[RECORDS SUPPLIED start]
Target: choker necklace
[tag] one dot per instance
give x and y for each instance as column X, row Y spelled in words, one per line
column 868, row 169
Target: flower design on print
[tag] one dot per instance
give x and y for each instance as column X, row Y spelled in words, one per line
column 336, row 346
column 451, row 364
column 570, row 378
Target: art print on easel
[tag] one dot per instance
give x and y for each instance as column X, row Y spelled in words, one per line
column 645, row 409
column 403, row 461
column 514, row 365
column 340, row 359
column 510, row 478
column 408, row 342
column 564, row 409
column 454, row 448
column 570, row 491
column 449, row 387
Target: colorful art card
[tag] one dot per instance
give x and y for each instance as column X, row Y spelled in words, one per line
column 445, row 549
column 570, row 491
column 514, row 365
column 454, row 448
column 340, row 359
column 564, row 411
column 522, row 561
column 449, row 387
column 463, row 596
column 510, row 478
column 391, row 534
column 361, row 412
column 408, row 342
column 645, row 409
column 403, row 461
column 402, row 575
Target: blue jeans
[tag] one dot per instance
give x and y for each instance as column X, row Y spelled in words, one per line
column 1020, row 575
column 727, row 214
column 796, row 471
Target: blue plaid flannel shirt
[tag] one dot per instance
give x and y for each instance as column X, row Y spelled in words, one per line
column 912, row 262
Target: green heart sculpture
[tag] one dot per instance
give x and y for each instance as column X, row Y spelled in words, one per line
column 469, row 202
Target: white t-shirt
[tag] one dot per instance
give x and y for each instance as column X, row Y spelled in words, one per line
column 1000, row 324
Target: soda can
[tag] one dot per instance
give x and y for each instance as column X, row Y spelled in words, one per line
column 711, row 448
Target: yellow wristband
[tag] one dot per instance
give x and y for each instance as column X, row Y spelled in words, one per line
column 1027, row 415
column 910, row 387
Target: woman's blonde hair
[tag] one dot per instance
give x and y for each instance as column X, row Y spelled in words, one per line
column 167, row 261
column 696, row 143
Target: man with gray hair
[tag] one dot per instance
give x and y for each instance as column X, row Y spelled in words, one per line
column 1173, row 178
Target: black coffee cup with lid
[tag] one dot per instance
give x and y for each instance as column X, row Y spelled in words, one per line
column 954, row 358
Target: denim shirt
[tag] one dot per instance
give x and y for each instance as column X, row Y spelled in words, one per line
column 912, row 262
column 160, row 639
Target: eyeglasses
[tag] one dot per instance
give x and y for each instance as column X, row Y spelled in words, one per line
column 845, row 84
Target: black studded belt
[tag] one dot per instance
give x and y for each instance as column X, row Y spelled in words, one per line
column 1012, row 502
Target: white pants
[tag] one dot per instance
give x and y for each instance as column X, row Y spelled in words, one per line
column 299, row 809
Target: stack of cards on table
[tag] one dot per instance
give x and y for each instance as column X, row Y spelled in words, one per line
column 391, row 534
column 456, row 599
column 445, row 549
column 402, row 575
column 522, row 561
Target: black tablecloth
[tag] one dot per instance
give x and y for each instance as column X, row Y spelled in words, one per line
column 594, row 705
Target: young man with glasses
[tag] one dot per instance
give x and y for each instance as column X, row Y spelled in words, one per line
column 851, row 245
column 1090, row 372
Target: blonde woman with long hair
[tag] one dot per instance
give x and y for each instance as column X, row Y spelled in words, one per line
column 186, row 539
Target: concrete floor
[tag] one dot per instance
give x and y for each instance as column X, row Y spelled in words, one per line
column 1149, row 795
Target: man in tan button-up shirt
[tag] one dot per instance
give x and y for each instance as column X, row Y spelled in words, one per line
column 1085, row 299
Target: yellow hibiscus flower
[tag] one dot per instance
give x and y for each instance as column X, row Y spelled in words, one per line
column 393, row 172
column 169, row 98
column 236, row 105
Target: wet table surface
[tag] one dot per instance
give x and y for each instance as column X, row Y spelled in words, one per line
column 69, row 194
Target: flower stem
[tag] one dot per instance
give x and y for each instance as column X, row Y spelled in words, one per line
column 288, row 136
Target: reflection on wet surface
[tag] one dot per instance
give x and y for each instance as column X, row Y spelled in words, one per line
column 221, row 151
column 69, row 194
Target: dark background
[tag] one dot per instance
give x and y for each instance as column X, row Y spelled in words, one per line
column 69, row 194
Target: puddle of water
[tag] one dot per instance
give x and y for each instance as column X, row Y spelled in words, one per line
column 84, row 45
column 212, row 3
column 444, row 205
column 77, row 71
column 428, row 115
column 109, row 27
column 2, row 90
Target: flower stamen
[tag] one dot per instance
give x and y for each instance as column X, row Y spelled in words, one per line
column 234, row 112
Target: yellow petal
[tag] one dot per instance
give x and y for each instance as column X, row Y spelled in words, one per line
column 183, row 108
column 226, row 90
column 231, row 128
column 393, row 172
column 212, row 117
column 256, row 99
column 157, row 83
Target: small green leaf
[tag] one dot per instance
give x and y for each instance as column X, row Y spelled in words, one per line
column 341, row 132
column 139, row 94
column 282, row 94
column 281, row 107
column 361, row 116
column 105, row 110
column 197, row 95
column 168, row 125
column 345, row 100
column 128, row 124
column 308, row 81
[RECORDS SUPPLIED end]
### PROBLEM STATEMENT
Give the lines above as a numbered list, leaving out any blank lines.

### FINAL RESULT
1. Target: choker necklace
2. [tag] one dot per instance
3. give x and y for each instance as column X, row Y spelled in words, one per line
4. column 868, row 169
5. Target: flower design on print
6. [tag] one dot per instance
7. give x and y for each instance as column X, row Y spelled in words, one per line
8. column 336, row 346
9. column 451, row 364
10. column 570, row 378
11. Target: art print on easel
12. [tag] one dot per instance
13. give x and y for each instance as column X, row Y spelled in words, one per line
14. column 645, row 409
15. column 403, row 461
16. column 514, row 365
17. column 340, row 359
18. column 510, row 478
19. column 408, row 342
20. column 564, row 409
21. column 454, row 448
22. column 570, row 491
23. column 449, row 387
24. Target: colorful art card
25. [tag] one dot per instance
26. give x and y for each instance as column X, row Y spelled in words, one per line
27. column 445, row 549
28. column 570, row 491
29. column 514, row 365
30. column 454, row 448
31. column 340, row 359
32. column 564, row 411
33. column 522, row 561
34. column 449, row 387
35. column 463, row 596
36. column 510, row 478
37. column 391, row 534
38. column 361, row 412
39. column 408, row 342
40. column 645, row 409
41. column 403, row 461
42. column 402, row 575
43. Target: blue jeans
44. [tag] one dot per instance
45. give x and y for each instance as column X, row Y spelled in words, one per line
46. column 1020, row 575
47. column 727, row 214
48. column 796, row 471
49. Target: blue plaid flannel shirt
50. [tag] one dot per instance
51. give x and y for each instance as column X, row Y spelled in words, one per line
52. column 912, row 262
53. Target: green heart sculpture
54. [tag] one dot per instance
55. give x and y for each instance as column X, row Y spelled in words, one per line
56. column 469, row 202
57. Target: white t-shirt
58. [tag] one dot per instance
59. give x and y for each instance as column X, row Y spelled in words, one per line
60. column 1000, row 324
61. Target: soda can
62. [tag] one dot per instance
63. give x and y for each instance as column X, row Y spelled in words, one per line
64. column 711, row 448
65. Target: yellow wristband
66. [tag] one dot per instance
67. give x and y for each instance as column X, row Y spelled in words, one per line
68. column 1027, row 415
69. column 910, row 387
70. Target: woman's blonde hair
71. [tag] one dot per instance
72. give x and y for each instance as column X, row Y spelled in words, one per line
73. column 167, row 261
74. column 696, row 143
75. Target: man with gray hair
76. [tag] one dot per instance
77. give x and y for each instance as column X, row Y spelled in words, one per line
78. column 1173, row 178
79. Target: black coffee cup with lid
80. [tag] one dot per instance
81. give x and y for each instance as column X, row Y spelled in words, one per line
82. column 954, row 358
83. Target: denim shirt
84. [tag] one dot per instance
85. give x and y for each instance as column X, row Y spelled in words, one per line
86. column 912, row 262
87. column 160, row 639
88. Target: eyeglasses
89. [tag] one dot per instance
90. give x and y for each instance as column X, row Y spelled in words, one per line
91. column 845, row 84
92. Target: black studded belt
93. [tag] one dot per instance
94. give x and y for each instance as column X, row Y spelled in words, one per line
95. column 1012, row 502
96. Target: white pants
97. [tag] one dot per instance
98. give x and y for each instance as column X, row Y spelled in words, one per line
99. column 299, row 809
100. Target: stack of cards on table
101. [tag] one dot per instance
102. give x and y for each instance as column X, row Y spelled in words, one per line
103. column 391, row 534
104. column 456, row 599
105. column 445, row 549
106. column 402, row 575
107. column 522, row 561
108. Target: black tablecloth
109. [tag] one dot per instance
110. give x and y for each instance as column X, row Y spelled in words, one per line
111. column 594, row 705
112. Target: young man with glasses
113. [tag] one dot per instance
114. give x and y for each instance as column X, row Y spelled in words, one per line
115. column 851, row 245
116. column 1090, row 372
117. Target: blonde woman with long hair
118. [tag] one dot per instance
119. give x and y for each instance as column X, row Y spelled in words, one per line
120. column 186, row 539
121. Target: concrete floor
122. [tag] one dot per instance
123. give x and y for each instance as column X, row Y spelled in words, one per line
124. column 1149, row 795
125. Target: man in tan button-up shirt
126. [tag] one dot per instance
127. give x and y for each instance as column X, row Y spelled in words, one per line
128. column 1085, row 299
129. Target: yellow hibiscus flower
130. [tag] one dot per instance
131. give x and y for each instance as column X, row Y spelled in words, one per line
132. column 393, row 172
133. column 169, row 98
134. column 236, row 105
135. Target: wet table surface
136. [tag] one dot per instance
137. give x and y for each instance as column X, row Y spelled in words, one per line
138. column 69, row 194
139. Target: flower stem
140. [tag] one dot per instance
141. give x and y for each instance as column X, row Y spelled in words, one per line
142. column 288, row 136
143. Target: reflection on wet surface
144. [tag] one dot per instance
145. give x and y for each instance as column X, row Y spelled in words, one per line
146. column 221, row 151
147. column 69, row 194
148. Target: dark background
149. [tag] one dot per instance
150. give x and y for each instance as column X, row Y spelled in words, one per line
151. column 69, row 194
152. Target: puddle of water
153. [tag] one dot per instance
154. give x and y for each instance as column X, row Y spelled in words, one per line
155. column 84, row 45
156. column 212, row 3
157. column 444, row 205
158. column 77, row 71
159. column 428, row 115
160. column 109, row 27
161. column 2, row 90
162. Target: flower stamen
163. [tag] one dot per instance
164. give x and y for each instance as column X, row Y spelled in words, one per line
165. column 234, row 112
166. Target: yellow petal
167. [tag] one dot per instance
168. give x and y for each instance as column X, row Y spelled in words, one per line
169. column 183, row 108
170. column 226, row 90
171. column 231, row 128
172. column 393, row 172
173. column 212, row 117
174. column 256, row 99
175. column 157, row 83
176. Target: small green leaf
177. [tag] one dot per instance
178. give x and y for each instance as column X, row Y spelled in words, one per line
179. column 341, row 132
180. column 139, row 94
181. column 282, row 94
182. column 281, row 107
183. column 361, row 116
184. column 105, row 110
185. column 197, row 95
186. column 168, row 125
187. column 345, row 100
188. column 128, row 124
189. column 308, row 81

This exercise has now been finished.